__THE TASK__
Retype the material, please. Every line must match.

__RECORD EXCERPTS__
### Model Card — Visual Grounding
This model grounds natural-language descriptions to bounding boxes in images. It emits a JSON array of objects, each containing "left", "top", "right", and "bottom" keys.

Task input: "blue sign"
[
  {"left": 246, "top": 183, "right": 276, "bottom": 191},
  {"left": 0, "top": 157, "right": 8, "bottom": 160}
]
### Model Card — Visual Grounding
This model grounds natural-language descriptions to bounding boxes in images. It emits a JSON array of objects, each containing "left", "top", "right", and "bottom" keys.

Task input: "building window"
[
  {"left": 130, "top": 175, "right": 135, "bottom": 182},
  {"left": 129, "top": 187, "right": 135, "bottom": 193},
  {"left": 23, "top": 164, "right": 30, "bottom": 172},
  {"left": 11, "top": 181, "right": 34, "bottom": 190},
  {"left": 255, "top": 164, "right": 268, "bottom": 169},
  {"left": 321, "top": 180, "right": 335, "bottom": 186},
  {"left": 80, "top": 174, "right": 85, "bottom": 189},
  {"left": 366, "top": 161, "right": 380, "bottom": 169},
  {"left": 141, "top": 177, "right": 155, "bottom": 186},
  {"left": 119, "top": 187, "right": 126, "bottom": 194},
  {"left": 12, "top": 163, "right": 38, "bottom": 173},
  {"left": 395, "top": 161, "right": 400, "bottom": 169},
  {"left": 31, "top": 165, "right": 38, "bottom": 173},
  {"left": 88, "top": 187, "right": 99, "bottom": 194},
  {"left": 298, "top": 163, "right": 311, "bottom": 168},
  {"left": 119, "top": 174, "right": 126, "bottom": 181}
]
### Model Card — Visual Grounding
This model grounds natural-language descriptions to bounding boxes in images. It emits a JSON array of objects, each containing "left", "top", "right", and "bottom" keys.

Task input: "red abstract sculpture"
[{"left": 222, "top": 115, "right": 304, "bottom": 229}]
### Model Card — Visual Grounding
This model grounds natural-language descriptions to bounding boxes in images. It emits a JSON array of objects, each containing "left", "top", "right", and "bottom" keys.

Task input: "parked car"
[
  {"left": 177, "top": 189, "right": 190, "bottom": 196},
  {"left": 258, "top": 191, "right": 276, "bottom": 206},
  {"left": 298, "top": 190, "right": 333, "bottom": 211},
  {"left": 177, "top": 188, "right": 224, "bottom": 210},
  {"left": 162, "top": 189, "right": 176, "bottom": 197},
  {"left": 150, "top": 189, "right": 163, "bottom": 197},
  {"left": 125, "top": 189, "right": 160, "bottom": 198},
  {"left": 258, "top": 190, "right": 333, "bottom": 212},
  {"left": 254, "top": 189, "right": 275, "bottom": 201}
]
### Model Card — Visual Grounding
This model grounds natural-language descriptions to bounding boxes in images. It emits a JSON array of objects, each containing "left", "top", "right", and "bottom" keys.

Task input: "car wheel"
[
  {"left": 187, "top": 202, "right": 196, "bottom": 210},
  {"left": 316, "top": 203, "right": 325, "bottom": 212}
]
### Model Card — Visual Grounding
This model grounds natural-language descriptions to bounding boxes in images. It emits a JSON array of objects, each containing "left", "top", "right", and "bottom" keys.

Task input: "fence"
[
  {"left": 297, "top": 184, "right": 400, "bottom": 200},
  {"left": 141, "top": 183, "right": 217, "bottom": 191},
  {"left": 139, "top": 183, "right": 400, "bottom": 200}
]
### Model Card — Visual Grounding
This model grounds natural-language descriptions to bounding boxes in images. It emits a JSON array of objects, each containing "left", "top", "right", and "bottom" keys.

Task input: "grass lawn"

__REPLY TO THE TASK__
### Model Card — Visual Grounding
This model grounds natural-language descriptions to bounding boxes in images. It emits a JSON array of objects, each containing "left", "top", "right", and "bottom" keys.

Task input: "blue sign"
[
  {"left": 246, "top": 183, "right": 276, "bottom": 191},
  {"left": 0, "top": 157, "right": 8, "bottom": 160}
]
### Model Card — Visual Grounding
This model grounds natural-language descriptions to bounding boxes in images. It emits a JSON array of objects, each containing "left", "top", "right", and "bottom" keys.

Task input: "building window"
[
  {"left": 130, "top": 175, "right": 135, "bottom": 182},
  {"left": 129, "top": 187, "right": 135, "bottom": 193},
  {"left": 23, "top": 164, "right": 30, "bottom": 172},
  {"left": 11, "top": 181, "right": 34, "bottom": 190},
  {"left": 255, "top": 164, "right": 268, "bottom": 169},
  {"left": 321, "top": 180, "right": 335, "bottom": 186},
  {"left": 80, "top": 174, "right": 85, "bottom": 189},
  {"left": 366, "top": 161, "right": 380, "bottom": 169},
  {"left": 141, "top": 177, "right": 155, "bottom": 186},
  {"left": 119, "top": 187, "right": 126, "bottom": 194},
  {"left": 12, "top": 163, "right": 38, "bottom": 173},
  {"left": 395, "top": 161, "right": 400, "bottom": 169},
  {"left": 31, "top": 165, "right": 38, "bottom": 173},
  {"left": 88, "top": 187, "right": 99, "bottom": 194},
  {"left": 298, "top": 163, "right": 311, "bottom": 168},
  {"left": 119, "top": 174, "right": 126, "bottom": 181}
]
### Model Card — Visual Grounding
This model grounds natural-language descriptions to bounding boxes in images. It emits a JSON array of objects, each containing "left", "top", "right", and "bottom" keys.

Task input: "red abstract sculpture"
[{"left": 222, "top": 115, "right": 304, "bottom": 229}]
### Model Card — Visual Grounding
This model grounds natural-language descriptions to bounding boxes in images. It emits a JSON array of objects, each containing "left", "top", "right", and "bottom" keys.

Task input: "parked car"
[
  {"left": 177, "top": 189, "right": 190, "bottom": 196},
  {"left": 258, "top": 191, "right": 276, "bottom": 206},
  {"left": 298, "top": 190, "right": 333, "bottom": 211},
  {"left": 177, "top": 188, "right": 224, "bottom": 210},
  {"left": 162, "top": 189, "right": 176, "bottom": 197},
  {"left": 150, "top": 189, "right": 163, "bottom": 197},
  {"left": 125, "top": 189, "right": 160, "bottom": 198},
  {"left": 258, "top": 190, "right": 333, "bottom": 212},
  {"left": 254, "top": 189, "right": 275, "bottom": 201}
]
### Model Card — Visual Grounding
This model grounds natural-language descriptions to bounding boxes in images. It emits a JSON array of objects, each containing "left", "top", "right", and "bottom" keys.

Task input: "car wheel"
[
  {"left": 187, "top": 202, "right": 196, "bottom": 210},
  {"left": 316, "top": 203, "right": 325, "bottom": 212}
]
### Model Card — Visual Grounding
This model grounds natural-language descriptions to bounding boxes in images. It emits a JSON array of objects, each containing "left", "top", "right", and "bottom" keys.

Task input: "fence"
[
  {"left": 297, "top": 184, "right": 400, "bottom": 200},
  {"left": 141, "top": 183, "right": 217, "bottom": 191},
  {"left": 139, "top": 183, "right": 400, "bottom": 200}
]
### Model Card — Visual Grounding
This model grounds natural-language descriptions to bounding boxes in images. It emits a JSON array of objects, each containing "left", "top", "right", and "bottom" keys.

Task input: "grass lawn"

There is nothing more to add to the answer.